**Set exercise 1:** Write out the part of the ElaRide design document shown below, everything from "Single Turborepo monorepo" down to "duplication or drift.".
**Set exercise 2:** For each statement, say yes or no on whether it agrees with the ElaRide design document below, and quote the words from the document that settle it. (a) The database schema is kept in a separate file named ElaRide-DATABASE.md. (b) The packages/ui folder is shared by both the Next.js apps and the Expo apps. (c) The vendor for each configurable external service is fixed in the code.

**Selected excerpt:**
ElaRide — System Design Document

Version: 1.1 | Date: June 2026 | Status: Internal

Architecture decisions, component design, infrastructure, and every critical system flow. Database schema is in ElaRide-DATABASE.md.

Changelog v1.1: Added Section 4.6 — Provider Abstraction Layer. Updated Section 4.1 module graph to include ProvidersModule. Added provider abstraction row to Section 7 technology stack.


Table of Contents

  1. Repository Architecture
  2. System Context
  3. Container Architecture
  4. Backend Design
  5. Security Architecture
  6. Real-time & Caching
  7. Observability
  8. System Flows

1. Repository Architecture

Single Turborepo monorepo with pnpm workspaces. All TypeScript types, API client hooks, and shared UI primitives live in packages/ — consumed by every app without duplication or drift.

[Diagram]

Key decisions:

Decision Rationale
Monorepo over polyrepo Single PR can update backend + client types atomically; Zod schemas in shared-types are the source of truth for both API validation and client forms
services/api/ distinct from apps/ Signals backend is a service, not a frontend app; avoids confusion in CI pipelines
packages/ui for Next.js only Expo apps use React Native components; sharing raw HTML/DOM components with mobile is not possible — only logic and types are shared
Turborepo remote cache (Vercel) ~70% CI time reduction on unchanged packages

2. System Context

[Diagram]

External services marked "configurable" are resolved at runtime via the Provider Abstraction Layer (see Section 4.6). The specific vendor is an environment variable, not a hardcoded dependency.

**Data:**

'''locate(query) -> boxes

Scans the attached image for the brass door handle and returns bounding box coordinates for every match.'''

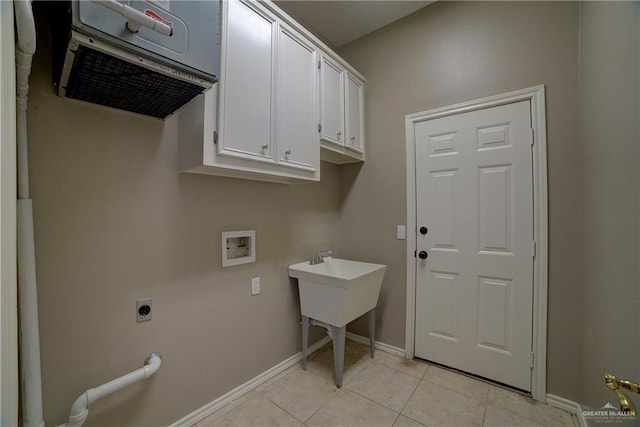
[603,374,640,417]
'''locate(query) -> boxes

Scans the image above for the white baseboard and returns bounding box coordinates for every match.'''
[169,336,331,427]
[347,332,406,357]
[169,332,405,427]
[547,394,588,427]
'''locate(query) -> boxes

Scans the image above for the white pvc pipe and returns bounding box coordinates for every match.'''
[58,353,162,427]
[14,0,44,427]
[92,0,173,36]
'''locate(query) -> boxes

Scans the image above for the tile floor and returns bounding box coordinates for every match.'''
[194,340,579,427]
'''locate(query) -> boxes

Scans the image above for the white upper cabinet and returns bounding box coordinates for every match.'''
[276,24,320,171]
[178,0,364,183]
[218,1,277,162]
[345,72,364,153]
[320,55,364,164]
[320,55,345,146]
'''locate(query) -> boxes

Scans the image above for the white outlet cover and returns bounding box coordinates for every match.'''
[251,277,260,295]
[396,225,407,240]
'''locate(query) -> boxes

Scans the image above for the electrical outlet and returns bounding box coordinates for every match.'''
[396,225,407,240]
[251,277,260,295]
[136,298,151,323]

**Full response 1:**
Single Turborepo monorepo with pnpm workspaces. All TypeScript types, API client hooks, and shared UI primitives live in packages/ — consumed by every app without duplication or drift.

**Full response 2:**
(a) Yes: "Database schema is in ElaRide-DATABASE.md."
(b) No: "packages/ui for Next.js only Expo apps use React Native components; sharing raw HTML/DOM components with mobile is not possible"
(c) No: "The specific vendor is an environment variable, not a hardcoded dependency."